------ Data under study
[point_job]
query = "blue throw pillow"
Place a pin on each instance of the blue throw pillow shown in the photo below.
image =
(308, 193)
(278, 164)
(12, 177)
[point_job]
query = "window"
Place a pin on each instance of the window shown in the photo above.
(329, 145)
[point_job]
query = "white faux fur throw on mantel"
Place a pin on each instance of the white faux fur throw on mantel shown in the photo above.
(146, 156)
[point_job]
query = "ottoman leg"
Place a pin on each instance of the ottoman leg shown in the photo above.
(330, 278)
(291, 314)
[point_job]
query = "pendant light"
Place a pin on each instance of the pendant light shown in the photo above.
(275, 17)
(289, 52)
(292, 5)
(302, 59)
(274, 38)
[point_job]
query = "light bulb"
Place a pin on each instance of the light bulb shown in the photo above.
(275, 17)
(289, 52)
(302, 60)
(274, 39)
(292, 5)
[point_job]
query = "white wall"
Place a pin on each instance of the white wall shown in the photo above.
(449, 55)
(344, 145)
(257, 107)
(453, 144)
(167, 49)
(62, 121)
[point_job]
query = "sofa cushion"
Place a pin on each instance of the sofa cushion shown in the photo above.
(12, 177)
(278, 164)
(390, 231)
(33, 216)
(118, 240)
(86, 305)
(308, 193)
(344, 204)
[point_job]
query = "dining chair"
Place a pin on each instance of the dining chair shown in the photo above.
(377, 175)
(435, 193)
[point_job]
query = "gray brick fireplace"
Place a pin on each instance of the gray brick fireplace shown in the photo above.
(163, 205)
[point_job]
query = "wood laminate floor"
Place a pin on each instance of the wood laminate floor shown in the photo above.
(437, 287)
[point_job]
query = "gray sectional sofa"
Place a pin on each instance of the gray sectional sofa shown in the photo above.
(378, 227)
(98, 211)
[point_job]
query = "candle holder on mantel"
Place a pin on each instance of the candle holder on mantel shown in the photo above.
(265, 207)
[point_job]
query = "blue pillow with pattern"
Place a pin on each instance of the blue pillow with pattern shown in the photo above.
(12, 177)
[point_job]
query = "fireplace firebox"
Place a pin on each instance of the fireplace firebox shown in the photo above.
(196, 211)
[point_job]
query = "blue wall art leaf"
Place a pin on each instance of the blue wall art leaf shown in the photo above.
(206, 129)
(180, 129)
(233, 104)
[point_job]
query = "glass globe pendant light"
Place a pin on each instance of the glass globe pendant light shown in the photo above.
------------
Word for word, give the material above a second time.

Solved problem =
[point_job]
query = "blue throw pillow"
Place a pin on each instance of the blue throw pillow shown in the photo below.
image =
(308, 193)
(278, 164)
(12, 177)
[point_job]
query = "window"
Place a pin on each instance of the window shown in the photo above.
(329, 145)
[point_job]
query = "white faux fur throw on mantel"
Place a pin on each instance of the white faux fur throw on mantel shown in the photo above.
(146, 156)
[point_job]
query = "ottoman leg"
Place a pin on each instance of the ottoman leg shown in the photo above.
(330, 278)
(291, 314)
[point_job]
query = "pendant light"
Place a pin on each instance of the pendant light shown in the photo above.
(275, 17)
(289, 52)
(292, 5)
(302, 59)
(274, 38)
[point_job]
query = "light bulb"
Place a pin on each instance of the light bulb shown in the photo above.
(275, 17)
(289, 52)
(302, 60)
(274, 39)
(292, 5)
[point_job]
query = "white wall"
Place a pin on each instance of the white wall shown in the photo above.
(449, 55)
(344, 145)
(257, 107)
(453, 144)
(167, 49)
(62, 121)
[point_job]
query = "sofa cushion"
Place a pin on each instance of the sofa cushion shown in the photo above.
(12, 177)
(278, 164)
(390, 231)
(33, 216)
(118, 240)
(86, 305)
(308, 193)
(344, 204)
[point_job]
query = "dining chair"
Place a pin on each instance of the dining chair shown in the photo above.
(377, 175)
(435, 193)
[point_job]
query = "gray brick fireplace"
Place a pin on each instance of the gray brick fireplace shown in the photo above.
(163, 205)
[point_job]
query = "wood laminate floor"
Place a pin on each instance of the wood laminate floor shown in the photo above.
(437, 287)
[point_job]
query = "gray sectional sofa"
Place a pin on each instance of the gray sectional sofa shown in the photo above.
(378, 227)
(98, 211)
[point_job]
query = "candle holder on mantel"
Place a pin on each instance of the candle holder on mantel shown in the photo above.
(265, 207)
[point_job]
query = "blue pillow with pattern"
Place a pin on each instance of the blue pillow with pattern shown in the photo above.
(12, 177)
[point_job]
query = "fireplace firebox"
Place a pin on each instance of the fireplace firebox shown in the photo above.
(196, 211)
[point_job]
query = "blue wall art leaf"
Place a pin on each instance of the blue wall art leaf shown in the photo above.
(206, 129)
(180, 129)
(233, 104)
[point_job]
query = "glass globe pendant light"
Place a pin on each instance of the glass globe pendant light shown in the photo above.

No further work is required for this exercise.